TRECHO ESCOLHIDO:

★ ★ ★ ★ ★ ★ ★

O planejamento técnico leva em conta análise de solo, calendário de semeadura, escolha de cultivares e índices zootécnicos. A combinação adequada de insumos, associados ao uso racional de maquinário e a monitoramento por imagens de satélite, ajuda a reduzir desvios entre produtividade esperada e realizada. Para exportadores, cadeias mais previsíveis resultam em melhor cumprimento de janelas de embarque. Para compradores, a vantagem está na segurança de fornecimento, atributo decisivo em mercados que trabalham com campanhas promocionais e datas específicas no varejo.
Agilidade regulatória e previsibilidade contratual: como destravar projetos
Do lado regulatório, a clareza de requisitos reduz custos de transação. Checklists compartilhados com antecedência, comunicação sobre mudanças normativas e construção de cronogramas factíveis para auditorias diminuem o risco de interrupções. No plano contratual, prazos de pagamento, garantias bancárias e seguros de crédito à exportação são componentes que tornam operações mais robustas. Em setores perecíveis, cláusulas sobre manutenção de cadeia fria e prazos de devolução em caso de avarias precisam ser detalhadas para evitar litígios.
Encontros de alto nível servem para que esses instrumentos sejam alinhados entre autoridades e empresas. Quando há consenso sobre métricas de desempenho — por exemplo, taxa máxima de não conformidade por lote ou prazo de resposta a apontamentos de auditoria —, a negociação de preços e volumes ganha objetividade. Esse equilíbrio contribui para que os contratos sejam renovados com menos atritos e abram espaço a novos itens na pauta comercial, de alimentos processados a insumos estratégicos para a produção agropecuária.

★ ★ ★ ★ ★ ★ ★

LISTA DE REGISTROS:

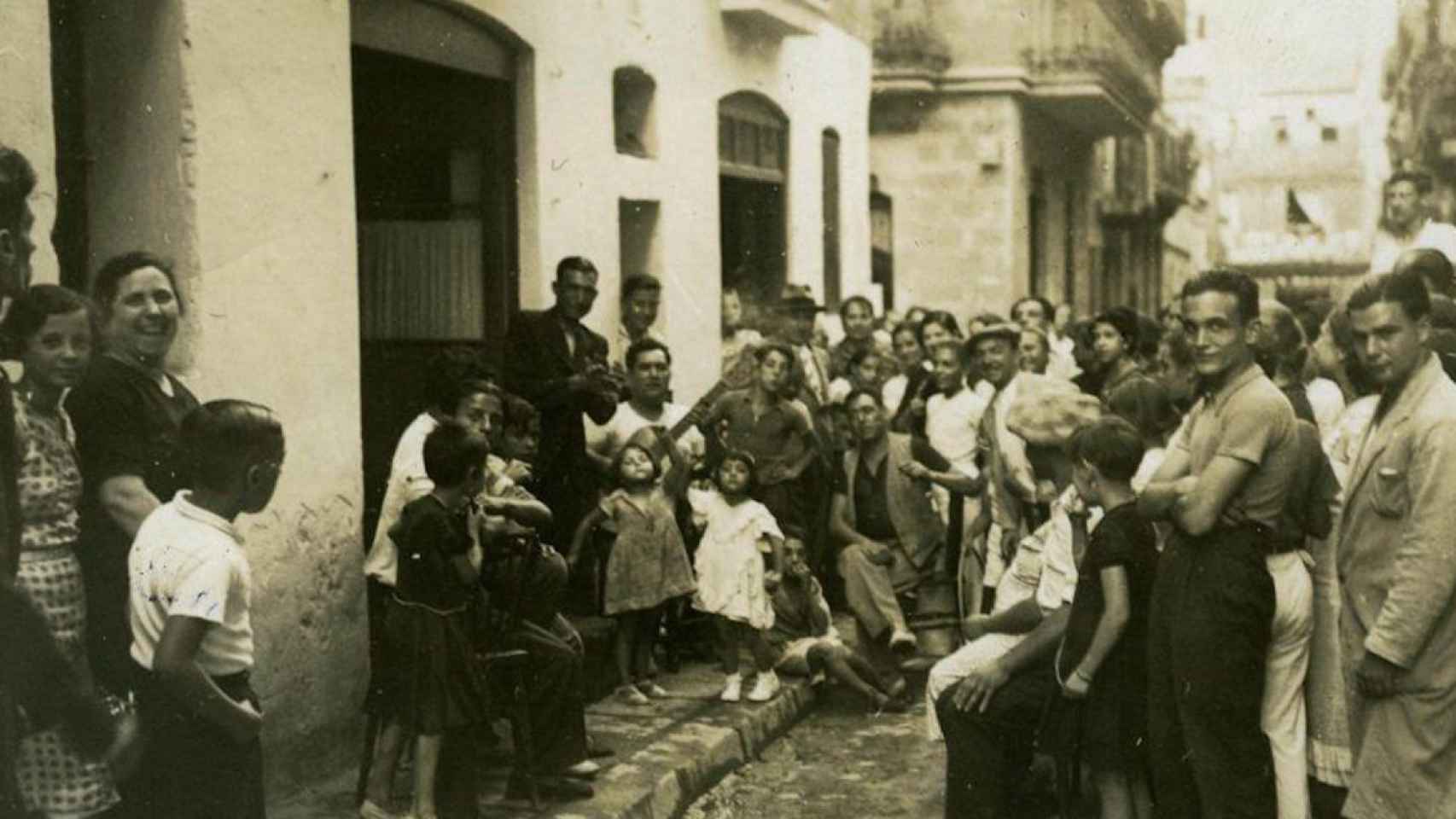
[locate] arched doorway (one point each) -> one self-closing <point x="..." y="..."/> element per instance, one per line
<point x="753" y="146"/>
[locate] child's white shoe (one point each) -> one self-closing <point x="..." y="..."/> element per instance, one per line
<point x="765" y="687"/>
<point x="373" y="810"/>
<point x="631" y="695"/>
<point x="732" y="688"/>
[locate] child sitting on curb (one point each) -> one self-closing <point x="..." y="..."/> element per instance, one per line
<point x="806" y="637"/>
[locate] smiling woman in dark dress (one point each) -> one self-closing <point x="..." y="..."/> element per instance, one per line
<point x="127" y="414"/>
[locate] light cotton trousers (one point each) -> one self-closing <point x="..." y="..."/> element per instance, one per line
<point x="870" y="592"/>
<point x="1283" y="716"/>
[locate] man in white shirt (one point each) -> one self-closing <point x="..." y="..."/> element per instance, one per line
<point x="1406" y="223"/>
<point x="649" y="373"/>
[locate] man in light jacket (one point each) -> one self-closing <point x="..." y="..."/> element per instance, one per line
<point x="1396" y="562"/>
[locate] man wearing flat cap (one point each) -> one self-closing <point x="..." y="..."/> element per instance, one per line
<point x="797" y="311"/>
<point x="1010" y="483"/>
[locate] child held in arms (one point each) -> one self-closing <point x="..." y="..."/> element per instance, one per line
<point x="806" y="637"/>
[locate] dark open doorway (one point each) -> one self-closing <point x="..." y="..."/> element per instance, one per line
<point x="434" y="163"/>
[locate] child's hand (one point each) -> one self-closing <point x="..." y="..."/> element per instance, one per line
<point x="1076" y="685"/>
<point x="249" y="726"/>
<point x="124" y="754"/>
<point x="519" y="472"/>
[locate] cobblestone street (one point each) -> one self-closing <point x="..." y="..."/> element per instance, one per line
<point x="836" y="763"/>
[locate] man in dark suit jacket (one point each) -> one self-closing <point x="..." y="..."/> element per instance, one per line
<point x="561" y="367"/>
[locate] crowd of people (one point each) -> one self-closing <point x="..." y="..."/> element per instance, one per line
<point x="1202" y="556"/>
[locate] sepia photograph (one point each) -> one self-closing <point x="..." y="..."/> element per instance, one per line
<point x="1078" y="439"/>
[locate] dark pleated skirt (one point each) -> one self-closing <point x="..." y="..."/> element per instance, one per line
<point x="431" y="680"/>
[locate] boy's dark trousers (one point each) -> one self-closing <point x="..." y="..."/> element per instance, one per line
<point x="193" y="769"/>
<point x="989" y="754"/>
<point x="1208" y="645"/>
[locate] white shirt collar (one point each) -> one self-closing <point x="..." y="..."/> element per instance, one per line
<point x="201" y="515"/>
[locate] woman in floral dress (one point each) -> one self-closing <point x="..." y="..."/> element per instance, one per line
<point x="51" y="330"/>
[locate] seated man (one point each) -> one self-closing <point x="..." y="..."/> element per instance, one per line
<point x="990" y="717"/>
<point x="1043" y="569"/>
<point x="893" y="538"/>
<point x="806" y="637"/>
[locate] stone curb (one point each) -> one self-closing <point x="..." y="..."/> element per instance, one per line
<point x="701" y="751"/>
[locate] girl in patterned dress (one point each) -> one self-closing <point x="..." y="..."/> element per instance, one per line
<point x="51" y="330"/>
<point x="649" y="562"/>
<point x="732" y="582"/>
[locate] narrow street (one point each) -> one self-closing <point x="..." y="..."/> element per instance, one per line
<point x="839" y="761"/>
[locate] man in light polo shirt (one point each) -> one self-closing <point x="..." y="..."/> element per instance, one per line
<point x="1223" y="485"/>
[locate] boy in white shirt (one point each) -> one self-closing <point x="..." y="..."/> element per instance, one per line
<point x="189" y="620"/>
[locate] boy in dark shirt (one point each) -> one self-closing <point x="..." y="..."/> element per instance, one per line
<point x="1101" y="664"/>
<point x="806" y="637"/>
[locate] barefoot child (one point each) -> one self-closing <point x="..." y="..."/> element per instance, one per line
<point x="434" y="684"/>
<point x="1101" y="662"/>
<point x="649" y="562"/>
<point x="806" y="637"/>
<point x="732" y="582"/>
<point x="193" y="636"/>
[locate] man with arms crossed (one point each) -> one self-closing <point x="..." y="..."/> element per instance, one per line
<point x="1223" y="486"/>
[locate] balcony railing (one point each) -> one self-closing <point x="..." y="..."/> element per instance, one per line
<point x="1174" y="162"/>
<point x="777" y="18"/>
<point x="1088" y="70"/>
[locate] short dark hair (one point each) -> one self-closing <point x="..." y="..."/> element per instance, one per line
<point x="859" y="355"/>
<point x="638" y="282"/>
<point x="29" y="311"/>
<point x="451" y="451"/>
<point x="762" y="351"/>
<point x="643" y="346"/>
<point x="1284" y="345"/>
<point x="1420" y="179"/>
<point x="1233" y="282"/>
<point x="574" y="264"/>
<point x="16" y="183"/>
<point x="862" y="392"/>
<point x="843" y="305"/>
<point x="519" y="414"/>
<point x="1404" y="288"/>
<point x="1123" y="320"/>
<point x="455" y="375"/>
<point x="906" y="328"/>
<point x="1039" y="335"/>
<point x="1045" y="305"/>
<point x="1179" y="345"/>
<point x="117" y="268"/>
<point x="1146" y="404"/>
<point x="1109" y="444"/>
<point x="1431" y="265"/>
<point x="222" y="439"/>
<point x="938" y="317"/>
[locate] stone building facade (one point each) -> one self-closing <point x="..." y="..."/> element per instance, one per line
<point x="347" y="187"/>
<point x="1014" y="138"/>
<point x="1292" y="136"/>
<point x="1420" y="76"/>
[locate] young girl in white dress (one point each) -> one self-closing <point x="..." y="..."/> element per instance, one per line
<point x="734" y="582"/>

★ ★ ★ ★ ★ ★ ★

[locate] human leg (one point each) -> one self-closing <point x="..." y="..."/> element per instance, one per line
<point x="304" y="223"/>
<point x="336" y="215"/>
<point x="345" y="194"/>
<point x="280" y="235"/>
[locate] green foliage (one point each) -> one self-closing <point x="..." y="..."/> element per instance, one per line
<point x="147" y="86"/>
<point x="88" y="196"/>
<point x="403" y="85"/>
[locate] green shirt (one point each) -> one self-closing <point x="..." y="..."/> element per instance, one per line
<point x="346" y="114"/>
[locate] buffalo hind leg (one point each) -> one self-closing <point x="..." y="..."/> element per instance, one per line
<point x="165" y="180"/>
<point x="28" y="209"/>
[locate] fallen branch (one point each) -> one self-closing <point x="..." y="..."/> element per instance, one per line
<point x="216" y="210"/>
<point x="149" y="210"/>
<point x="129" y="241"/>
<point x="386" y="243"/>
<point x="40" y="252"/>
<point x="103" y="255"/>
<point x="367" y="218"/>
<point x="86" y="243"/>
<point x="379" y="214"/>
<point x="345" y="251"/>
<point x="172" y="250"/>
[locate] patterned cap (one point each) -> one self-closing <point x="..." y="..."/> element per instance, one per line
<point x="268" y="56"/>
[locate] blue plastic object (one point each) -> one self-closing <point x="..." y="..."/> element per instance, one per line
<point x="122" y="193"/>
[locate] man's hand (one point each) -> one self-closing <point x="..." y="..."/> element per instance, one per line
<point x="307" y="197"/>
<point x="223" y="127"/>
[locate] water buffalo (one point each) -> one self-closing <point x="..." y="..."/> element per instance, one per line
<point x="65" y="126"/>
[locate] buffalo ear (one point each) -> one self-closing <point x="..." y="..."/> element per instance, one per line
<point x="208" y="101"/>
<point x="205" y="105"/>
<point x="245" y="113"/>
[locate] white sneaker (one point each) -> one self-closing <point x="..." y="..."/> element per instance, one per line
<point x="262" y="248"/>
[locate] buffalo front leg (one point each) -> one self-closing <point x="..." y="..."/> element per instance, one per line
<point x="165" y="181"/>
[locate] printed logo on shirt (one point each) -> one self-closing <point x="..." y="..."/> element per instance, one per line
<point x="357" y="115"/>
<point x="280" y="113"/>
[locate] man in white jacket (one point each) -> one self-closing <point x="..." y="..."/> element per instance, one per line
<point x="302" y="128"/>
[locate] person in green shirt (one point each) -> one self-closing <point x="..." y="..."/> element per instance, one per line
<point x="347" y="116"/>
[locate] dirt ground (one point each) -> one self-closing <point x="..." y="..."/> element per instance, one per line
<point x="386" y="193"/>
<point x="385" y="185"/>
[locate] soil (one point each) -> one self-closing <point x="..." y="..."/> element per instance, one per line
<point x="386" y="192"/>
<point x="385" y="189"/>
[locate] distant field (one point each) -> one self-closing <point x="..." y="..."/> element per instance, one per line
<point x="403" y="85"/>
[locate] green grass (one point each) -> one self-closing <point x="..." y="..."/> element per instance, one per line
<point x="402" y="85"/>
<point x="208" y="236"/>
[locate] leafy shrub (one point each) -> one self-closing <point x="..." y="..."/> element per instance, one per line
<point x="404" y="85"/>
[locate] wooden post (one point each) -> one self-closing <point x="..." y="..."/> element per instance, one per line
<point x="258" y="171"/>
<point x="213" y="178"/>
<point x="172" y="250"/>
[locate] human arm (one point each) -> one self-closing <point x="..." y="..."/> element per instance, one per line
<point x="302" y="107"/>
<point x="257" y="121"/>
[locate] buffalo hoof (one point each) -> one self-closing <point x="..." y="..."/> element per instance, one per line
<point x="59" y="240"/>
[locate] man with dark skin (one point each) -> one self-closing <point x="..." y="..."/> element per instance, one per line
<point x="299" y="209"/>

★ ★ ★ ★ ★ ★ ★

O QUE FAZER:
A: Reproduza sem nenhuma mudança a parte do texto sobre exportação agropecuária que vai de "Agilidade regulatória e" até "para evitar litígios.".
B: Prossiga com o texto sobre exportação agropecuária a partir do ponto em que ele termina.

RESPOSTAS ESPERADAS:
A:
Agilidade regulatória e previsibilidade contratual: como destravar projetos
Do lado regulatório, a clareza de requisitos reduz custos de transação. Checklists compartilhados com antecedência, comunicação sobre mudanças normativas e construção de cronogramas factíveis para auditorias diminuem o risco de interrupções. No plano contratual, prazos de pagamento, garantias bancárias e seguros de crédito à exportação são componentes que tornam operações mais robustas. Em setores perecíveis, cláusulas sobre manutenção de cadeia fria e prazos de devolução em caso de avarias precisam ser detalhadas para evitar litígios.

B:
Importância da padronização de rótulos, idiomas e informações ao consumidor
Rotulagem é um ponto sensível em operações com múltiplos destinos. Mercados árabes exigem informações claras em árabe, e, em muitos casos, também em inglês. Além de itens obrigatórios como composição, validade e lote, há orientações específicas para produtos com certificação halal. Empresas que padronizam modelos de rótulo e estabelecem processos de revisão linguística reduzem erros de digitação e divergências de tradução. Isso evita retenções, multas e relabeling, operações que afetam custo e tempo de prateleira.
A padronização se estende às embalagens. Para proteína animal, a resistência do material, o tipo de vedação e a forma de empilhamento em contêineres impactam perdas e devoluções. Em alimentos processados, a escolha entre frasco, lata ou cartucho influencia logística e percepção do consumidor. Quanto mais cedo o fornecedor conhece a preferência do importador, mais rápido adapta sua linha e minimiza retrabalho. Os ganhos aparecem no tempo de aprovação, na redução de não conformidades e na recorrência de pedidos.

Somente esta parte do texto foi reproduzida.